___ Records for processing ___
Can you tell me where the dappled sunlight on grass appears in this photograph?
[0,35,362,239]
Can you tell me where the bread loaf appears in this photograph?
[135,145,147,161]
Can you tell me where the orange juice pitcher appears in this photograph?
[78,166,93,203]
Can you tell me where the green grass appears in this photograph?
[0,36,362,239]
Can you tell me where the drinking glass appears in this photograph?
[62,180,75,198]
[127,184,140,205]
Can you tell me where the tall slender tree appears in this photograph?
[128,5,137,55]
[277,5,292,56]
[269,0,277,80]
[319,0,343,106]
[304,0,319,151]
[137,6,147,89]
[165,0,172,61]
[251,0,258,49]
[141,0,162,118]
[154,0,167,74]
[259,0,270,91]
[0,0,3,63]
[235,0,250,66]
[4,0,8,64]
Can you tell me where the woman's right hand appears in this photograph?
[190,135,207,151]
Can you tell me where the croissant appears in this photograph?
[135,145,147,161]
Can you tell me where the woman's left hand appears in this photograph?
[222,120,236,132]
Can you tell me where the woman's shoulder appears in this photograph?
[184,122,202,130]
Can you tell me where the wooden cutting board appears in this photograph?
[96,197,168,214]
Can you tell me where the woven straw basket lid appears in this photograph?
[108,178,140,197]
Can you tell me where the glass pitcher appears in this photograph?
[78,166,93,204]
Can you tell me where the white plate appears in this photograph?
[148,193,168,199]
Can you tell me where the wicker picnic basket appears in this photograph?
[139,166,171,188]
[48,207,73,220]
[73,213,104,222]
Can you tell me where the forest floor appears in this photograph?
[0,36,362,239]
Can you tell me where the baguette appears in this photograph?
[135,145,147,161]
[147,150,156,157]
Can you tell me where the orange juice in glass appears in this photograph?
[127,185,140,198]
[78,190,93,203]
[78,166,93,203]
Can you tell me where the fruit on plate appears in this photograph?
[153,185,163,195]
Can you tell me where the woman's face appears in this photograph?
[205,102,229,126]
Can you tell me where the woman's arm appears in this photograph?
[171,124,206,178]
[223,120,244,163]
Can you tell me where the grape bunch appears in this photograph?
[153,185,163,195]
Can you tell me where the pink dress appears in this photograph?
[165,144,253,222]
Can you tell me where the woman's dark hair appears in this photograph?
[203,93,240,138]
___
Given exercise — Can you copy, word for word, every line from the one containing "Can you tell me where the grape" through the last line of the items above?

Answer for the task —
Can you tell me where the grape bunch appears in this photograph?
[153,185,163,195]
Can you tell me where the pink dress appears in this photograph?
[165,144,253,222]
Can you tell me where the woman's dark hair appears in this photograph?
[203,93,240,138]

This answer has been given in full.